About this task: I'd like the entries repeated exactly, pictures omitted.

[[ Dataset open ]]

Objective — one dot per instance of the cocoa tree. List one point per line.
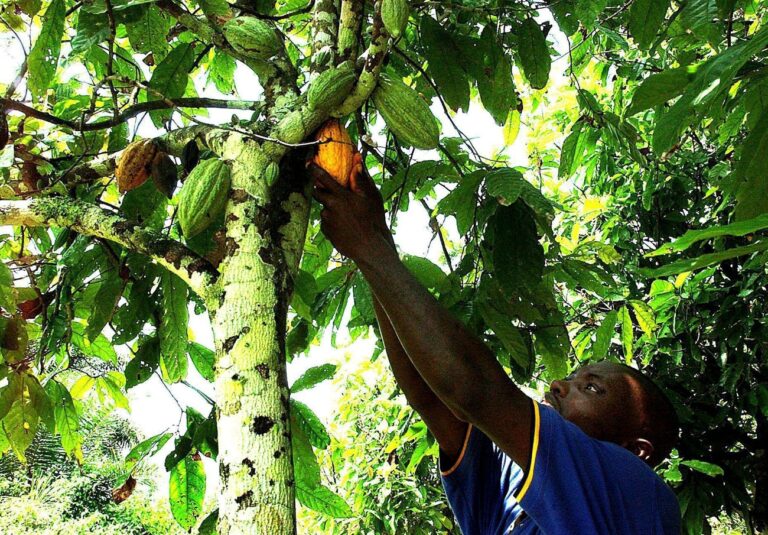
(113, 230)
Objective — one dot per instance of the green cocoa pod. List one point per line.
(329, 90)
(203, 196)
(271, 173)
(252, 37)
(394, 15)
(407, 114)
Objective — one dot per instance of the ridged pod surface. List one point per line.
(329, 90)
(252, 37)
(336, 154)
(135, 164)
(407, 115)
(394, 15)
(203, 196)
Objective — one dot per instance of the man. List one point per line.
(579, 464)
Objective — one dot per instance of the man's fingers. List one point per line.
(319, 175)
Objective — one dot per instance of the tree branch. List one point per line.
(91, 220)
(375, 55)
(129, 112)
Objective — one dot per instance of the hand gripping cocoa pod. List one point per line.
(394, 15)
(203, 196)
(336, 152)
(407, 115)
(135, 164)
(164, 174)
(329, 90)
(252, 37)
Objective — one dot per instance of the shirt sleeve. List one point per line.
(577, 484)
(481, 485)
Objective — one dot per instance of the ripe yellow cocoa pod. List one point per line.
(135, 164)
(336, 152)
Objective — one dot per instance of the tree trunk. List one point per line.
(265, 231)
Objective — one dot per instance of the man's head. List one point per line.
(618, 404)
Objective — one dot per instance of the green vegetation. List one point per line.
(621, 214)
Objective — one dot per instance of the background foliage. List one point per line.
(634, 230)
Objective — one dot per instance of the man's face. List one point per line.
(602, 399)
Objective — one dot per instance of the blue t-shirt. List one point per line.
(575, 485)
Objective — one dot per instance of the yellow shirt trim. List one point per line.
(453, 468)
(534, 450)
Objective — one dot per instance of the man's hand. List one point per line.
(352, 219)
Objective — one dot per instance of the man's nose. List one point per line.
(559, 388)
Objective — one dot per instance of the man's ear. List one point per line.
(641, 447)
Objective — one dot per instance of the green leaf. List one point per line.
(310, 425)
(100, 348)
(511, 127)
(67, 420)
(20, 425)
(146, 448)
(518, 257)
(144, 363)
(209, 525)
(573, 149)
(752, 172)
(627, 334)
(148, 33)
(713, 78)
(110, 290)
(321, 499)
(204, 360)
(172, 330)
(444, 66)
(709, 469)
(313, 376)
(659, 88)
(505, 184)
(603, 335)
(426, 272)
(646, 317)
(213, 8)
(552, 345)
(170, 78)
(514, 340)
(7, 298)
(221, 72)
(740, 228)
(146, 205)
(461, 202)
(533, 53)
(645, 19)
(92, 29)
(692, 264)
(10, 393)
(186, 491)
(112, 384)
(495, 83)
(44, 56)
(304, 461)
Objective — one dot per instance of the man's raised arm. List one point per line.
(455, 364)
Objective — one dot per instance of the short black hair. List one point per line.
(660, 424)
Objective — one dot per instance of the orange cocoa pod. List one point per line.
(336, 152)
(135, 164)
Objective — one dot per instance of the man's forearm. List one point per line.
(456, 365)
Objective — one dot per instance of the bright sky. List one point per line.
(153, 408)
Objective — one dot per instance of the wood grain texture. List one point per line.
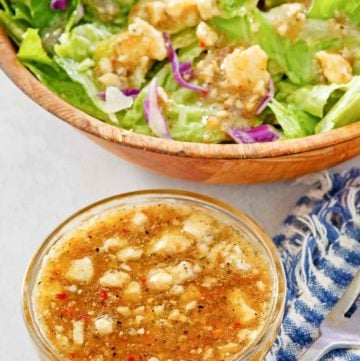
(213, 163)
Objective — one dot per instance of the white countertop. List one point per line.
(48, 171)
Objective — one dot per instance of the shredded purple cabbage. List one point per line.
(130, 92)
(58, 4)
(175, 65)
(101, 95)
(260, 134)
(153, 115)
(267, 98)
(186, 70)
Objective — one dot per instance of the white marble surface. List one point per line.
(48, 171)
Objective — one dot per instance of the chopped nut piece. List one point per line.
(81, 270)
(159, 280)
(129, 254)
(104, 325)
(114, 279)
(132, 291)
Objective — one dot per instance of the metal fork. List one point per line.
(338, 331)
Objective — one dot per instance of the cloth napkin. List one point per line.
(319, 243)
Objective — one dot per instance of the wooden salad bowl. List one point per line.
(212, 163)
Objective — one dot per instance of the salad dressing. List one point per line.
(162, 282)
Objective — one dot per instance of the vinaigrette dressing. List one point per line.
(164, 281)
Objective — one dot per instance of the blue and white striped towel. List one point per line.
(320, 247)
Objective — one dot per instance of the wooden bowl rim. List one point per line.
(27, 82)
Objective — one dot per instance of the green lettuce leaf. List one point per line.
(33, 55)
(345, 111)
(184, 122)
(326, 9)
(113, 12)
(231, 8)
(294, 122)
(31, 49)
(81, 42)
(313, 99)
(296, 60)
(39, 14)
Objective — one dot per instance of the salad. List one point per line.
(208, 71)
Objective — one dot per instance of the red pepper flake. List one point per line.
(62, 296)
(69, 311)
(104, 295)
(84, 316)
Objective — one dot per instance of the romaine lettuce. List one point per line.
(294, 122)
(33, 55)
(345, 111)
(326, 9)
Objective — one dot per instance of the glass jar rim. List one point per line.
(270, 327)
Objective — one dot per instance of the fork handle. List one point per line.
(318, 349)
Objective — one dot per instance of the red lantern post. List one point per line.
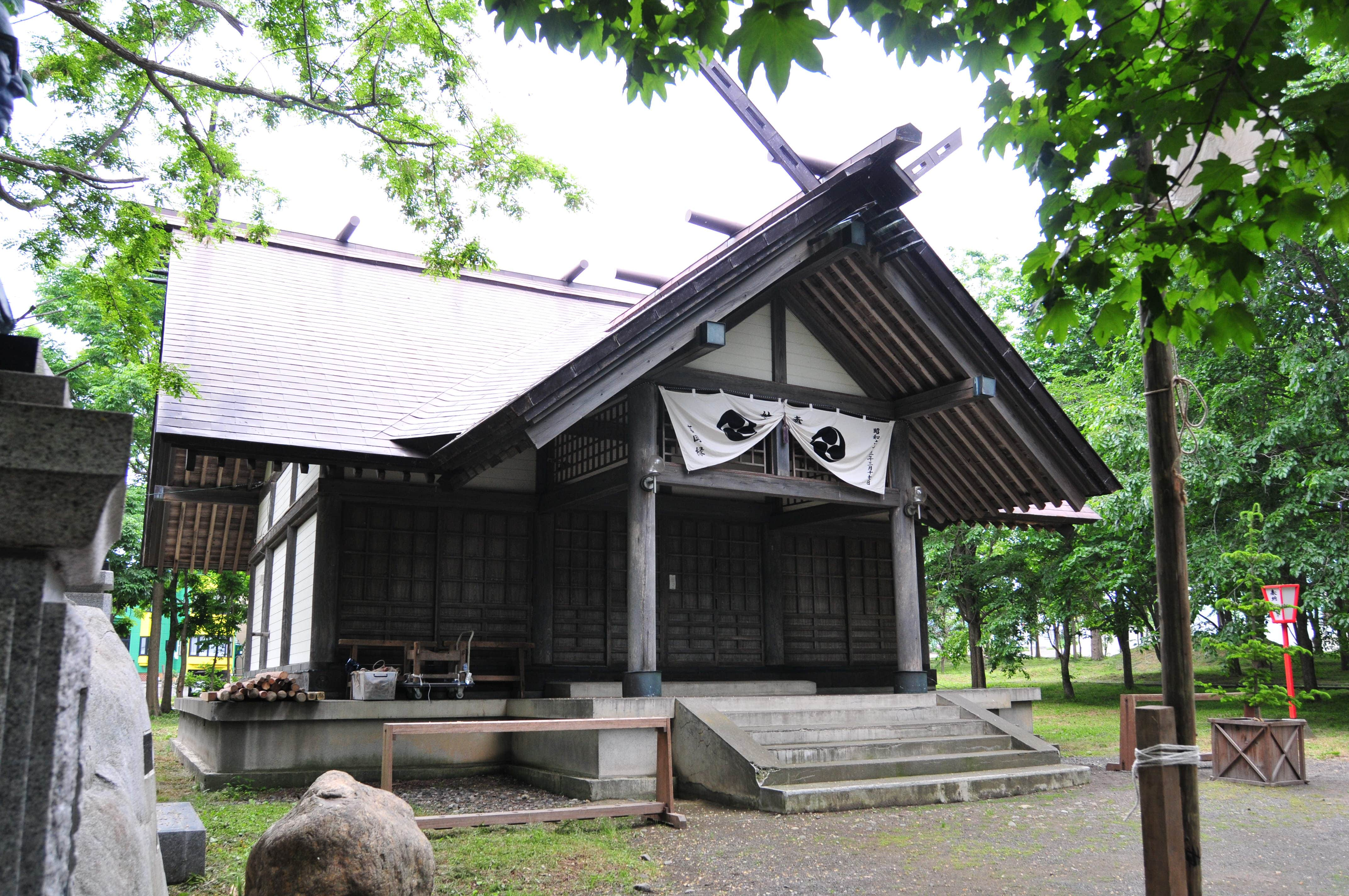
(1285, 600)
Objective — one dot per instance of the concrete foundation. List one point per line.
(721, 747)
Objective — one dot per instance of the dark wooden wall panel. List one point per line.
(388, 573)
(715, 612)
(838, 601)
(485, 574)
(619, 590)
(814, 601)
(870, 600)
(580, 587)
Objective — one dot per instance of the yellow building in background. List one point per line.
(200, 656)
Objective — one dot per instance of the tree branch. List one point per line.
(284, 100)
(92, 180)
(187, 120)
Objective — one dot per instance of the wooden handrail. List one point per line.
(662, 810)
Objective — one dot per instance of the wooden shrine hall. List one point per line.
(396, 458)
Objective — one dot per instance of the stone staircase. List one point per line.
(841, 752)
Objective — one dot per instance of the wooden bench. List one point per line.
(662, 810)
(1130, 739)
(444, 652)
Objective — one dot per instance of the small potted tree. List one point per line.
(1252, 748)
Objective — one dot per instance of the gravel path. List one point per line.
(477, 794)
(1257, 841)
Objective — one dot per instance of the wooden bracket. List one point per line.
(946, 397)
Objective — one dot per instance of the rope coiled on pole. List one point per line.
(1161, 756)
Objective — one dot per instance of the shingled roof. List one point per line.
(312, 346)
(317, 351)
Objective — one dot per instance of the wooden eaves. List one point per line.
(859, 276)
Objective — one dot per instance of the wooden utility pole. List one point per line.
(1159, 808)
(157, 610)
(643, 678)
(1173, 580)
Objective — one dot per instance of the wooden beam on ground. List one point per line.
(759, 484)
(535, 815)
(686, 378)
(946, 397)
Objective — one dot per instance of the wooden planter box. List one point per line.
(1265, 752)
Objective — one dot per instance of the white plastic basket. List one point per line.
(374, 685)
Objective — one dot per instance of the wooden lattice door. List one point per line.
(710, 593)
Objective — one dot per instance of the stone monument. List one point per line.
(75, 735)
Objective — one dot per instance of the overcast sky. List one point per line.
(645, 166)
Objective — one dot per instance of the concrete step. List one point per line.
(844, 717)
(772, 736)
(921, 790)
(784, 703)
(852, 751)
(575, 690)
(908, 767)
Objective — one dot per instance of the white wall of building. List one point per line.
(277, 589)
(303, 594)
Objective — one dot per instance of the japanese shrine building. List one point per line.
(401, 458)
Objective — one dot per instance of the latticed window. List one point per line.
(596, 443)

[[ Dataset closed ]]

Response:
Objective — one dot per instance of the cocoa tree. List one point per line.
(113, 230)
Objective — one dot per instance of the green cocoa pod. List one point per line.
(329, 90)
(203, 196)
(271, 173)
(252, 37)
(394, 15)
(407, 114)
Objective — one dot per instance of the ridged pod surface. List one point per line.
(329, 90)
(252, 37)
(336, 154)
(135, 164)
(407, 115)
(394, 15)
(203, 196)
Objective — one dot per instance of the man. List one point per line.
(579, 464)
Objective — one dot per instance of the man's fingers. List one point per line.
(319, 175)
Objective — one dot per instance of the tree branch. List one point per line.
(91, 220)
(375, 55)
(129, 112)
Objective — one dot per instance of the hand gripping cocoa pod. List one point per line.
(394, 15)
(203, 196)
(336, 152)
(407, 115)
(135, 164)
(164, 174)
(329, 90)
(252, 37)
Objective — one dot per instance of the shirt sleeve. List one point per line.
(577, 484)
(481, 485)
Objective — one dot per instance of the ripe yellow cocoa pod. List one point per line.
(135, 164)
(336, 152)
Objective — one dot per instance of the tree trunk. List one point per line.
(265, 231)
Objective — one dot per instance of the man's head. List one point per line.
(618, 404)
Objective — one dot per instance of the green vegetation. List one point per line.
(621, 214)
Objective — one dot per instance of the background foliage. List one point per line.
(634, 230)
Objective — one dot per instance of the man's face. List one point per line.
(602, 399)
Objective — one dot per instance of the blue t-shirt. List one point per line.
(575, 485)
Objective — one dot per instance of the yellow shirt trim. List one point per line.
(453, 468)
(534, 450)
Objective — one dot per instance of the man's hand. List one point per line.
(352, 219)
Objective — one dot per instance of the man's nose. List one point per line.
(559, 388)
Objective — one dot per instance of the man's ear. List one point per line.
(641, 447)
Objective — one dot per instance of the green leaf. List one point per line.
(310, 425)
(100, 348)
(511, 127)
(67, 420)
(20, 425)
(146, 448)
(518, 257)
(144, 363)
(209, 525)
(573, 149)
(752, 172)
(627, 334)
(148, 33)
(713, 78)
(110, 290)
(321, 499)
(204, 360)
(172, 330)
(444, 66)
(709, 469)
(313, 376)
(659, 88)
(505, 184)
(603, 335)
(426, 272)
(646, 317)
(213, 8)
(552, 345)
(170, 78)
(514, 340)
(7, 298)
(221, 72)
(740, 228)
(146, 205)
(461, 202)
(533, 53)
(645, 19)
(92, 29)
(692, 264)
(10, 393)
(186, 491)
(112, 384)
(495, 83)
(44, 56)
(304, 461)
Objective — one dot per instance of the man's raised arm. List one point per line.
(455, 364)
Objective — one dot per instance of the short black hair. List one point per line.
(660, 424)
Objective — one dot per instance of the orange cocoa pod. List one point per line.
(336, 152)
(135, 164)
Objective — one dot per instance of the man's forearm. List one point per line.
(456, 365)
Objective — one dot per instance of the bright sky. List one point per line.
(153, 408)
Objective — one dot per instance of the wood grain texture. List one point per line.
(213, 163)
Objective — one dot per instance of the white countertop. List one point per line.
(48, 171)
Objective — one dot per instance of the shredded purple cabbage. List one point per line.
(130, 92)
(58, 4)
(175, 65)
(101, 95)
(260, 134)
(153, 115)
(267, 98)
(186, 70)
Objective — one dot per instance of the white marble surface. List one point per line.
(48, 171)
Objective — one dot per instance of the chopped nut piece. List one point per line.
(81, 270)
(159, 280)
(129, 254)
(104, 325)
(114, 279)
(132, 291)
Objective — one dot per instance of the metal fork. List one point per line.
(338, 331)
Objective — one dot per instance of the cloth napkin. List one point per line.
(319, 243)
Objective — one dot per instance of the wooden salad bowl. List one point per line.
(212, 163)
Objective — one dot per instance of the salad dressing. List one point per line.
(162, 282)
Objective — one dot per instance of the vinaigrette dressing. List one point per line.
(164, 281)
Objective — one dot per instance of the blue and white striped towel. List one point per line.
(320, 247)
Objective — one dot per instance of the wooden bowl rim. List one point per line.
(27, 82)
Objective — one dot per instance of the green lettuce leaf. List one point per line.
(33, 55)
(345, 111)
(184, 122)
(326, 9)
(113, 12)
(231, 8)
(294, 122)
(31, 49)
(81, 42)
(313, 99)
(296, 60)
(39, 14)
Objective — one dot per instance of the salad. List one point per line.
(208, 71)
Objective — one dot per instance of the red pepper flake. List one point per line.
(62, 296)
(69, 311)
(104, 295)
(84, 316)
Objective — one dot per instance of the romaine lettuce. List one point per line.
(294, 122)
(33, 55)
(345, 111)
(326, 9)
Objective — one dot per instance of the glass jar rim. List one point per line.
(270, 327)
Objective — one dot per instance of the fork handle. List one point per line.
(318, 349)
Objective — one dot per instance of the red lantern post. List one point per line.
(1285, 600)
Objective — one dot per instance of the concrete foundation. List one point per line.
(721, 747)
Objective — one dot per instance of the dark wooden wall panel. List one point per line.
(388, 573)
(715, 612)
(838, 601)
(485, 574)
(619, 590)
(814, 601)
(870, 600)
(580, 587)
Objective — one dot per instance of the yellow building in background. List one point per line.
(200, 656)
Objective — one dot per instance of the tree branch. List one point per line.
(284, 100)
(92, 180)
(187, 120)
Objective — one dot per instance of the wooden handrail. List one point per line.
(662, 810)
Objective — one dot per instance of the wooden shrine hall. List one point per line.
(396, 458)
Objective — one dot per instance of the stone staircase. List one point per line.
(841, 752)
Objective — one dot per instance of the wooden bench. List one point per line.
(662, 810)
(1130, 739)
(444, 652)
Objective — one dot per instance of the small potted tree. List one point per line.
(1252, 748)
Objective — one dot per instance of the gravel path. List one point per line.
(477, 794)
(1257, 841)
Objective — one dot per instance of the wooden bracket. List one point per line.
(946, 397)
Objective — one dot per instance of the rope coiled on pole. List one point per line.
(1161, 756)
Objective — one dot per instance of the shingled roof. List one point per line.
(312, 346)
(317, 351)
Objective — one dot per instance of the wooden eaves. List one point per line.
(859, 276)
Objective — one dot per instance of the wooden utility pole. List one point per line.
(1159, 808)
(157, 610)
(643, 678)
(1173, 580)
Objective — one dot per instance of the wooden beam on ground. List one point per line.
(759, 484)
(535, 815)
(686, 378)
(946, 397)
Objective — one dot per instance of the wooden planter box. List one point per line.
(1265, 752)
Objective — one dot per instance of the white plastic basket. List one point per line.
(374, 685)
Objective — one dot per instance of the wooden lattice door. List one point per line.
(710, 593)
Objective — one dot per instance of the stone monument. List one point per line.
(75, 735)
Objective — one dot per instance of the overcast sky. List one point per line.
(645, 166)
Objective — one dot per instance of the concrete step. List one point per line.
(844, 717)
(772, 736)
(921, 790)
(784, 703)
(852, 751)
(575, 690)
(908, 767)
Objective — one dot per instance of the white wall of building. List one point per line.
(277, 589)
(303, 594)
Objective — one dot per instance of the japanese shrine building. List one point per line.
(401, 458)
Objective — one dot per instance of the latticed window. List one point per line.
(596, 443)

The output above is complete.